[Dataset excerpts on pointing at objects]
START

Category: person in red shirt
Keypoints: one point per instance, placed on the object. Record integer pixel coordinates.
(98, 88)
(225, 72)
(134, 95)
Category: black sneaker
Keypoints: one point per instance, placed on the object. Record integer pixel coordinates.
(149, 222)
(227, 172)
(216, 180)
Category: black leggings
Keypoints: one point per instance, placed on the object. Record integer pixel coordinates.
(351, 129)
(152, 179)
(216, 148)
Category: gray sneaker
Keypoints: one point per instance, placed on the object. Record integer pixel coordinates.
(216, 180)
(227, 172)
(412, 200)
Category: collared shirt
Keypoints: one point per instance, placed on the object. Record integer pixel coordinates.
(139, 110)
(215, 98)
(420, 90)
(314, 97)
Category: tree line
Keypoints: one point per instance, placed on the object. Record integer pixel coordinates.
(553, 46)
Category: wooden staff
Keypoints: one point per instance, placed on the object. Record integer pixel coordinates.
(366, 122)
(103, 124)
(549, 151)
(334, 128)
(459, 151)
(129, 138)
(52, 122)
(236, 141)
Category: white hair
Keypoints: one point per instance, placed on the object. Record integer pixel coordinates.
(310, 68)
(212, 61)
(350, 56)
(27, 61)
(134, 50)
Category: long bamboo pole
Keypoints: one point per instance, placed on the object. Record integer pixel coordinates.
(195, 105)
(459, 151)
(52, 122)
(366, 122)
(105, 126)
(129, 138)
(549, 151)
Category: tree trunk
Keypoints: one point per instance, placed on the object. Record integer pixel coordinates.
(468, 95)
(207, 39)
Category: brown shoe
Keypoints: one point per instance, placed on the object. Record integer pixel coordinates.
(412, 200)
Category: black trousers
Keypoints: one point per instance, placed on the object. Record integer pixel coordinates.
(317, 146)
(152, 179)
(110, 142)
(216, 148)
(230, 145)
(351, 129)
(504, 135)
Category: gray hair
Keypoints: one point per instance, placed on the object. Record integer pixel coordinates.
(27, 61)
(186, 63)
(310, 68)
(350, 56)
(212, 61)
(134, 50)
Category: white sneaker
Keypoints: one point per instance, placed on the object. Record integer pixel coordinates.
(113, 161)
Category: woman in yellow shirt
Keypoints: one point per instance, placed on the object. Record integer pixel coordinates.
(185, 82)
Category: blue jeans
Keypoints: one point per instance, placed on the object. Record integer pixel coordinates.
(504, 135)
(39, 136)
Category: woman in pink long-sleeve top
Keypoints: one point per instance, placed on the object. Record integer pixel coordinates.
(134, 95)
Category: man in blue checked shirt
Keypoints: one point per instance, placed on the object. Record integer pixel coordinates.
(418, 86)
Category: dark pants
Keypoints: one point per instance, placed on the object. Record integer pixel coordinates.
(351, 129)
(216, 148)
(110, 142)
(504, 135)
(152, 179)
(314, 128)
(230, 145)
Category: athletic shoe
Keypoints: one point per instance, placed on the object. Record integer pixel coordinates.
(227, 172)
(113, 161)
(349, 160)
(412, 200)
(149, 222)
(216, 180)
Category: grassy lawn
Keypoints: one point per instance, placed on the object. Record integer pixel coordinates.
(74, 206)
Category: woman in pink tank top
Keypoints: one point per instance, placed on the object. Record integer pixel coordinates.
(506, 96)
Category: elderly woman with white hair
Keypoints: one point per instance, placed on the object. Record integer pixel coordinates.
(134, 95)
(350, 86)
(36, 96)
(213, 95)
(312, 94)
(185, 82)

END
START

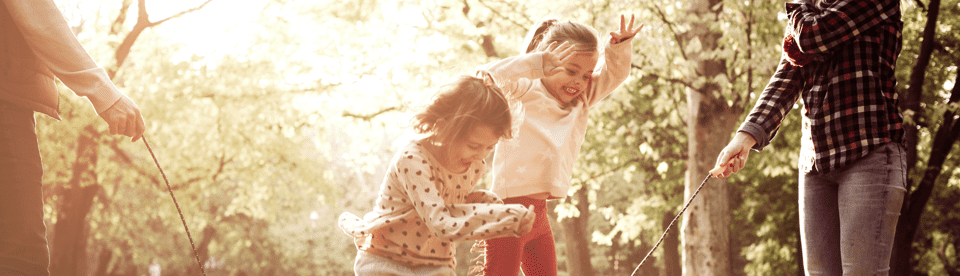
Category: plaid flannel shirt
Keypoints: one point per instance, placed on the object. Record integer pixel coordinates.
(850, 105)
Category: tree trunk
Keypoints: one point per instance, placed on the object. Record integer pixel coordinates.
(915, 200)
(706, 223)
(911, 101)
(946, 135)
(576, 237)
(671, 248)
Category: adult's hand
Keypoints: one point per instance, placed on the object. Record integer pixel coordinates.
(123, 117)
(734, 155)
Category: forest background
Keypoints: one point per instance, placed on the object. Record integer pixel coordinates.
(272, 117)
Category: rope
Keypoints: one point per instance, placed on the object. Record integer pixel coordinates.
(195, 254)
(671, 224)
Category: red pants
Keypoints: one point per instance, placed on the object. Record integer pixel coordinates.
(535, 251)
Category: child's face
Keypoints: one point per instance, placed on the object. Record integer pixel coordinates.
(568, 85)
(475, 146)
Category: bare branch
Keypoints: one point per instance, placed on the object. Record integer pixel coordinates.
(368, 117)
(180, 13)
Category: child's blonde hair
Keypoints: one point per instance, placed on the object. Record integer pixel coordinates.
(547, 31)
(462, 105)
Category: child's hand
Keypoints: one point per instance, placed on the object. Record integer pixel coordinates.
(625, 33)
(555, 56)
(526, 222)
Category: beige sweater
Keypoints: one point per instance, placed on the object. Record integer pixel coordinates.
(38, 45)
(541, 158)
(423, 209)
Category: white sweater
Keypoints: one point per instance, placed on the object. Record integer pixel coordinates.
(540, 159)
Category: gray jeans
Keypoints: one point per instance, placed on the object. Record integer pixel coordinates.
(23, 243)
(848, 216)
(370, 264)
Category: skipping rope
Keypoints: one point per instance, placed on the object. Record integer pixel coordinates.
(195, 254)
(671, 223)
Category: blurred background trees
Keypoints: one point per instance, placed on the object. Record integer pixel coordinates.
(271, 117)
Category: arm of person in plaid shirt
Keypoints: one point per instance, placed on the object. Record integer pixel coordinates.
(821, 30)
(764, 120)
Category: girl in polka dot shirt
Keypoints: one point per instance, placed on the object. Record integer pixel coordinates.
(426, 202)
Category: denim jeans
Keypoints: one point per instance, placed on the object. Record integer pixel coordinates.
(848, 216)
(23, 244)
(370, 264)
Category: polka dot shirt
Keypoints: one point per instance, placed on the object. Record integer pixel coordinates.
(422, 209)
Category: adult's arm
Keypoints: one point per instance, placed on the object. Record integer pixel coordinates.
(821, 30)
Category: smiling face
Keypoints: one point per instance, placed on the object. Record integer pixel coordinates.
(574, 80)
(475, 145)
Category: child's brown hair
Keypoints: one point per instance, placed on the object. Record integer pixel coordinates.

END

*THE PROBLEM:* Report every line of the data above that contains the string "child". Case counts.

*FINISHED EXERCISE:*
Category: child's face
Category: child's blonde hair
Category: child's hand
Category: child's brown hair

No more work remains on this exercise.